Given data:
☆ ☆ ☆ ☆
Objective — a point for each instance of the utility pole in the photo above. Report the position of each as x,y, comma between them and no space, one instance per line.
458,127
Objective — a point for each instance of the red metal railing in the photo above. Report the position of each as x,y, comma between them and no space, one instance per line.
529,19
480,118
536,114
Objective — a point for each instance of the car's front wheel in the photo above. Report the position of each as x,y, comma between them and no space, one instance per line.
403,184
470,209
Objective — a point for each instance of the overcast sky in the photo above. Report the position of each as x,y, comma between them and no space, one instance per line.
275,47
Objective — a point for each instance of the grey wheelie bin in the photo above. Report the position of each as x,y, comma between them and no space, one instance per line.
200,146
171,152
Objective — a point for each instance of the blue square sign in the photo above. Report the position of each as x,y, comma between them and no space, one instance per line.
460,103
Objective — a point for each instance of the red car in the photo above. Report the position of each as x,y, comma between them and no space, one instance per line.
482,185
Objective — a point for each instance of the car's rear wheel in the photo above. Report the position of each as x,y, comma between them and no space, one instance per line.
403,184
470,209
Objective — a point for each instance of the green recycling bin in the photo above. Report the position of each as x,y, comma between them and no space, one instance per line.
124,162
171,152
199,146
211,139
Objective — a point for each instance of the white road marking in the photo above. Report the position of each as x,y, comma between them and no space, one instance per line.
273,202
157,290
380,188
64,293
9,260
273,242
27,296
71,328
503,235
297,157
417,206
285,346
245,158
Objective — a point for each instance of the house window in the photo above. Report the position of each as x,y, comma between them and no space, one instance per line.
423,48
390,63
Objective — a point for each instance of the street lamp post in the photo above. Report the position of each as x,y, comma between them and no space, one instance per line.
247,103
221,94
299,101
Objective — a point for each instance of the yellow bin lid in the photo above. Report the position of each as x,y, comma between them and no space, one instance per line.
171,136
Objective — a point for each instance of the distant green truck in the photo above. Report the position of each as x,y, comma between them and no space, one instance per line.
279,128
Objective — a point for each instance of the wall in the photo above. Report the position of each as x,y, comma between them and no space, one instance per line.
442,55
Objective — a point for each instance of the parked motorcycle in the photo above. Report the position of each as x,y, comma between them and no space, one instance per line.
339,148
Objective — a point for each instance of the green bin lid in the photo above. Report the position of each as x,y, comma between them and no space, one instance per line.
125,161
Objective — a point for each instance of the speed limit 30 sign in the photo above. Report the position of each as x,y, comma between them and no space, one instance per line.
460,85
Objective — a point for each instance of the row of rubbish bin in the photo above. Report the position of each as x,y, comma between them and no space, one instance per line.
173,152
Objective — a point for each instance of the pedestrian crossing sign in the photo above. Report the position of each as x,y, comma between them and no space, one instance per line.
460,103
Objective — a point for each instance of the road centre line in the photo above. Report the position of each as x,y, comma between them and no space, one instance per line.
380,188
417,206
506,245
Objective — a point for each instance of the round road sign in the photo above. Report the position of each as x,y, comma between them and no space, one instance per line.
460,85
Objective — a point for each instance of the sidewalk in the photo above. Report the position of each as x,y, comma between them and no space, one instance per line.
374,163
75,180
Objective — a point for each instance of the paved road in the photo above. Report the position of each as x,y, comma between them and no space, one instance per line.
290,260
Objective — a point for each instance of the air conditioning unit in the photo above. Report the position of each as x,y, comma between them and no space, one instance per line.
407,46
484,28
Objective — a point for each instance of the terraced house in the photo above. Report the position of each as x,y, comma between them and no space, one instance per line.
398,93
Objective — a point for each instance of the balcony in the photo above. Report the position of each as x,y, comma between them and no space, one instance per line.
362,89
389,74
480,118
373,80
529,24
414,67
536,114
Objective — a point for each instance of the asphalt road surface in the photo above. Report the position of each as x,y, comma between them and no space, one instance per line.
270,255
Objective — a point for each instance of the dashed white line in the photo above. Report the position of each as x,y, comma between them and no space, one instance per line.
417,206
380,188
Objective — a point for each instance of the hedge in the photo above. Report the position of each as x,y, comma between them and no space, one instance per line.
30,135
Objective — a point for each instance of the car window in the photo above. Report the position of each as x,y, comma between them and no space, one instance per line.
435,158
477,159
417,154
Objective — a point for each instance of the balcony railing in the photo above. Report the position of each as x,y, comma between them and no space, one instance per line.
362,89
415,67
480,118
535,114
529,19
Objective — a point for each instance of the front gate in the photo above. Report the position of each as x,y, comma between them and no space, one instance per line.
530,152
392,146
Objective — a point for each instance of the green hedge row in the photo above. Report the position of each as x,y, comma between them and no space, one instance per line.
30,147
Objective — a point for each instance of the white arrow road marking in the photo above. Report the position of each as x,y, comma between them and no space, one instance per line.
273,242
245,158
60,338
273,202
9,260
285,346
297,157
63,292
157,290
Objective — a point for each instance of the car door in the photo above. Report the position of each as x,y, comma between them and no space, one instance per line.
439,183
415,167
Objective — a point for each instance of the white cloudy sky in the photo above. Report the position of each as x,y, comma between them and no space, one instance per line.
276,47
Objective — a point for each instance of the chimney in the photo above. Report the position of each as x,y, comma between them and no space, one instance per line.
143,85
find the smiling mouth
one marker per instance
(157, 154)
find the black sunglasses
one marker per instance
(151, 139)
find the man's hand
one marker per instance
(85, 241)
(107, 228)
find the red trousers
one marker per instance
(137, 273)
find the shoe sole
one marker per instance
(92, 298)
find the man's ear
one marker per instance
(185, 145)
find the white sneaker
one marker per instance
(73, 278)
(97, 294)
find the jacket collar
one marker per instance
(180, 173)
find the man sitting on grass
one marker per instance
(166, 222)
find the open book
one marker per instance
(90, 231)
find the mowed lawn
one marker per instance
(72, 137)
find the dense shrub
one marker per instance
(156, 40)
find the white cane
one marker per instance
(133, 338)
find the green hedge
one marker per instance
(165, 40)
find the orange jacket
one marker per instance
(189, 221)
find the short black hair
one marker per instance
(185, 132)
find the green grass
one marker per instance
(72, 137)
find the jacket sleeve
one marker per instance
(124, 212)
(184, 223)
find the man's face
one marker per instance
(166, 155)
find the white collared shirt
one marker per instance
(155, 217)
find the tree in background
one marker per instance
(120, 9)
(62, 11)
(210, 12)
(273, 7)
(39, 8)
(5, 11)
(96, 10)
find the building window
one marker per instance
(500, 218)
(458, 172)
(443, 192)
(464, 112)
☆ ☆ ☆ ☆
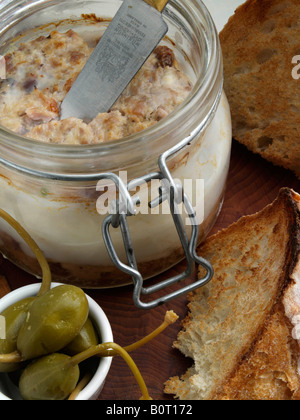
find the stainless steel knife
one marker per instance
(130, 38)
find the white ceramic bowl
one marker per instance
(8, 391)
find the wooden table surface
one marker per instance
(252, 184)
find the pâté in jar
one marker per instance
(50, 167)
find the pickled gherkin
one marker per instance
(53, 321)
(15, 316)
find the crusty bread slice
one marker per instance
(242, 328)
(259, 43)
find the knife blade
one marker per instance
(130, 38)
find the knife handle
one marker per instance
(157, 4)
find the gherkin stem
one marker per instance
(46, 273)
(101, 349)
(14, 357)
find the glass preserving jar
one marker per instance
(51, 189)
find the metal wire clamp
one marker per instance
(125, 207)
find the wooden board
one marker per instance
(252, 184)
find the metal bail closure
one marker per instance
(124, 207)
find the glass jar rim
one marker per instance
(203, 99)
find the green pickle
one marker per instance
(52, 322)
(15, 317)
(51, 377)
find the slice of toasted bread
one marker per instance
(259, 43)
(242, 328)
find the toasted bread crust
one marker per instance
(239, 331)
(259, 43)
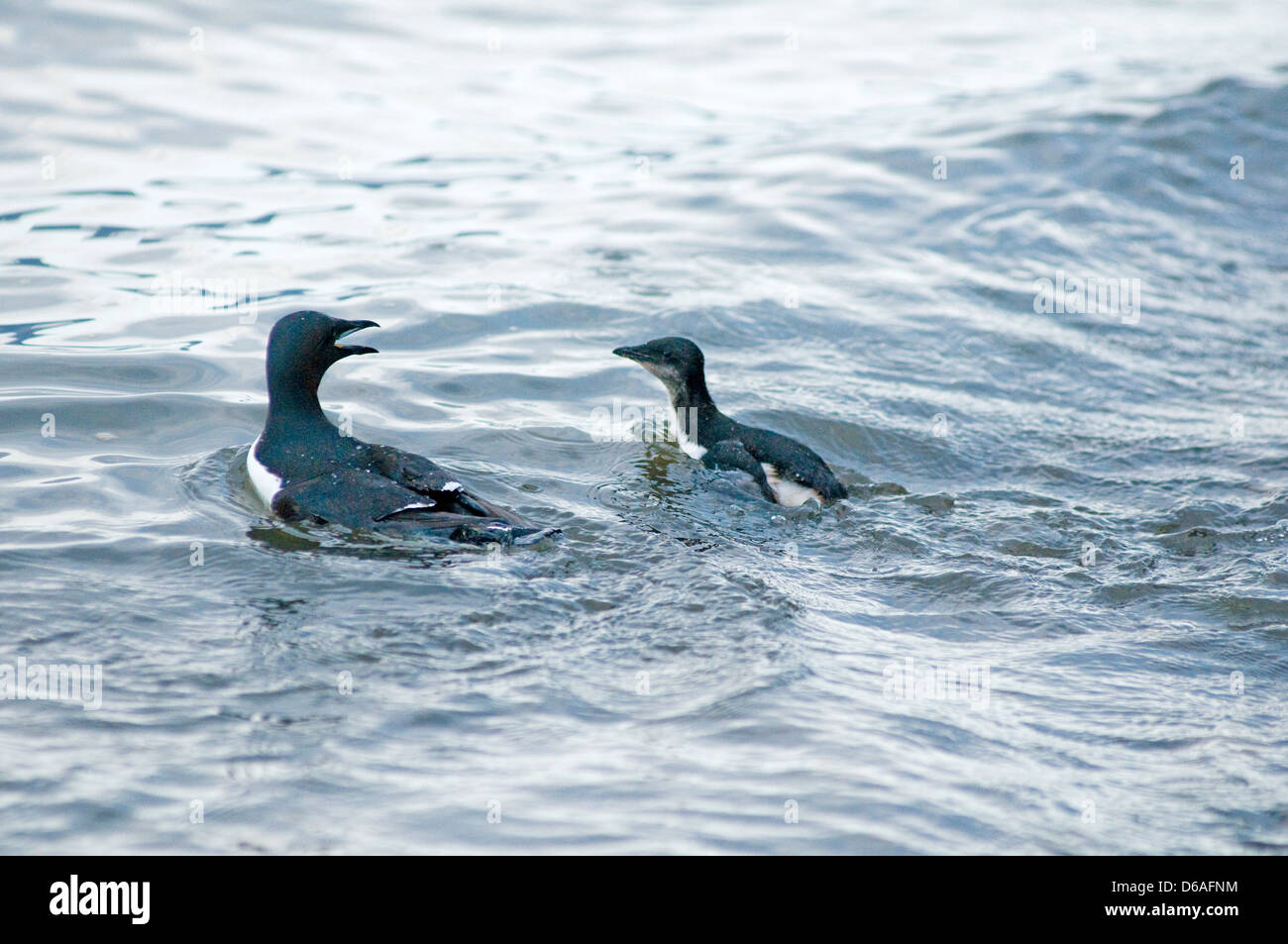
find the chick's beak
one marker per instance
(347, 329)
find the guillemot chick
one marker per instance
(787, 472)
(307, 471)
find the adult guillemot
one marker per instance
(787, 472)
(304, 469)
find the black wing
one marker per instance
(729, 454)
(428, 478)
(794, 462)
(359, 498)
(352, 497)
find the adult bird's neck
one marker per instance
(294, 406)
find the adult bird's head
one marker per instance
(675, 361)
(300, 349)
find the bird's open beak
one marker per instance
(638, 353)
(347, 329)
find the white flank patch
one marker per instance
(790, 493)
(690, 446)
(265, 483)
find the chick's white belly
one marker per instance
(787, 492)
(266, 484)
☆ ☆ ☆ ☆
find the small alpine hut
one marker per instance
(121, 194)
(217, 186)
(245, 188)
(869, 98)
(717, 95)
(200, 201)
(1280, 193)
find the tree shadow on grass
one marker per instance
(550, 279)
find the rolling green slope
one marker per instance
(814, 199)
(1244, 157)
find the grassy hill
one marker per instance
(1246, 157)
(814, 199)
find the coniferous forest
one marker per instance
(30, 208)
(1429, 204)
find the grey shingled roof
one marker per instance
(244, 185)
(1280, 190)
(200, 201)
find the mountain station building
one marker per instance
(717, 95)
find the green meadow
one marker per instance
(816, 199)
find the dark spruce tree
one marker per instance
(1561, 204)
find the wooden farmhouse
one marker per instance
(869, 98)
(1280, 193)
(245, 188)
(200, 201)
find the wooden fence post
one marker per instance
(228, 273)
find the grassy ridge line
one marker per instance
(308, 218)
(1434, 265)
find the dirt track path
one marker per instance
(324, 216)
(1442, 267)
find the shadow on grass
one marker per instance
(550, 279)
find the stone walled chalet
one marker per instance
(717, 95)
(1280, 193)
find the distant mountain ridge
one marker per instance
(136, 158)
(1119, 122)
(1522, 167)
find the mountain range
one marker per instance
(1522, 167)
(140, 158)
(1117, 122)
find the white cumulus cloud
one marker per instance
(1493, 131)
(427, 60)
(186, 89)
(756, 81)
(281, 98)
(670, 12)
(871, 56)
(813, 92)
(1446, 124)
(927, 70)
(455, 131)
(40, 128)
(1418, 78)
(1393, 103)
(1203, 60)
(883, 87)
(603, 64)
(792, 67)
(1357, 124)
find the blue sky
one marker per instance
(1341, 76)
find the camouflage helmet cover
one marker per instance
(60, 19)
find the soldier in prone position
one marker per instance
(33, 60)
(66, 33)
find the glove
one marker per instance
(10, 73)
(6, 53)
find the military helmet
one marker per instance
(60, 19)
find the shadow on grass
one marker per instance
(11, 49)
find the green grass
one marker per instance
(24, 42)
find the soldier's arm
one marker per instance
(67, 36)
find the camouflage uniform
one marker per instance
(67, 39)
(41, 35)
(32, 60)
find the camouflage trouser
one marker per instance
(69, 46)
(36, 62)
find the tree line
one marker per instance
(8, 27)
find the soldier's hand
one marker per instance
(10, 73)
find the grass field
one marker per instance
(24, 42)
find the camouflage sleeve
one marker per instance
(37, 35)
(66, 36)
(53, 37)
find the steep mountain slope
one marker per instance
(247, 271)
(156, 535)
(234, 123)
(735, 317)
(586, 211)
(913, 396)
☆ ☆ ☆ ☆
Aim: Gather every line in the records above that contains the word "wooden" and copy each one. Case counts when matching.

Reply to the task:
find the wooden table surface
find the wooden board
find the wooden farmhouse
find the wooden fence post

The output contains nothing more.